### What you need to do
Rewrite every one of the entries below with "on-screen element" changed to "part of the image" and everything else left as it is. Leave out the pictures.

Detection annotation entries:
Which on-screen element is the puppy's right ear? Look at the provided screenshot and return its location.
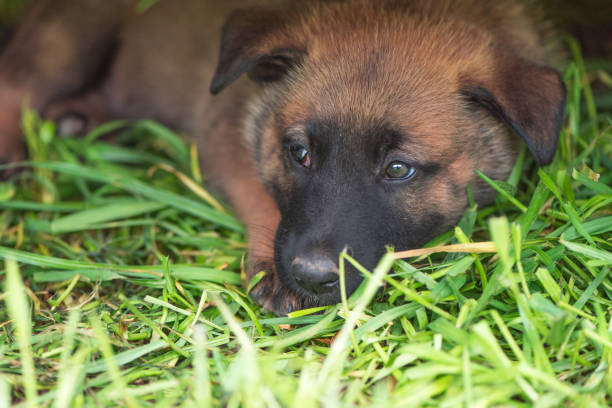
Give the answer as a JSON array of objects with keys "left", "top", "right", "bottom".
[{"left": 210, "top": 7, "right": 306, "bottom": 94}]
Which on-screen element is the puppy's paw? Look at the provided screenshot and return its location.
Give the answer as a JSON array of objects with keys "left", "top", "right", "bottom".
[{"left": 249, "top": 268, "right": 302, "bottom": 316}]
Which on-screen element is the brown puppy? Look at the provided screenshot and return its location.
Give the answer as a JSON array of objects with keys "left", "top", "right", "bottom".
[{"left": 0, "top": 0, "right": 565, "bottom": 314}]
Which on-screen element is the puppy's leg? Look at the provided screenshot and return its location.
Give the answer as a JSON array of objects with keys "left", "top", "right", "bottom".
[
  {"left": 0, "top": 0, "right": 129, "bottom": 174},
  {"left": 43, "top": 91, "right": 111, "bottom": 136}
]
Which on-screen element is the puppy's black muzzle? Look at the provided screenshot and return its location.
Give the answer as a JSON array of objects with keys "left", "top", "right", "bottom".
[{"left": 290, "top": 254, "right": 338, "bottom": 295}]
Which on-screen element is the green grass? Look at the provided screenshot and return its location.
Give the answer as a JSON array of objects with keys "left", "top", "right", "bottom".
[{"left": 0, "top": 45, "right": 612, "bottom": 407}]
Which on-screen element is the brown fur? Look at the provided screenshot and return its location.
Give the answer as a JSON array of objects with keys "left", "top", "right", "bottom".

### Task response
Which part of the image is the puppy's right ear? Look at the provided screenshot and return its location.
Give the answer as a JSON array of objects with keys "left", "top", "right", "bottom".
[{"left": 210, "top": 7, "right": 306, "bottom": 94}]
Which part of the image is the puppy's paw? Look at the provided screenshot and return its location.
Give the answer as a JSON array of objects with keys "left", "top", "right", "bottom".
[{"left": 249, "top": 268, "right": 302, "bottom": 316}]
Which part of the image is the brown puppy? Look at the provided screenshot and return its location.
Give the answer as a JSON array of objects with keys "left", "top", "right", "bottom".
[{"left": 0, "top": 0, "right": 565, "bottom": 314}]
Which part of the image is the puppy's leg? Look at the provided screenshot and return its location.
Give the answer as a JSON array of objects with keys "left", "top", "right", "bottom".
[
  {"left": 0, "top": 0, "right": 129, "bottom": 174},
  {"left": 43, "top": 91, "right": 111, "bottom": 136}
]
Which part of the image is the puppy's black muzzle? Look at the provided screenshot and return its location.
Give the answer as a JSON array of objects with keys "left", "top", "right", "bottom".
[{"left": 290, "top": 254, "right": 338, "bottom": 295}]
Which part of the image is the green grass? Look at the provided screenshot and return its location.
Give the answer as a JSON array of objects with keys "left", "top", "right", "bottom".
[{"left": 0, "top": 45, "right": 612, "bottom": 407}]
Which part of the image is the brown fur? Look at the provided screenshot and return its location.
Give the answer as a JSON array of objects with keys "left", "top", "right", "bottom".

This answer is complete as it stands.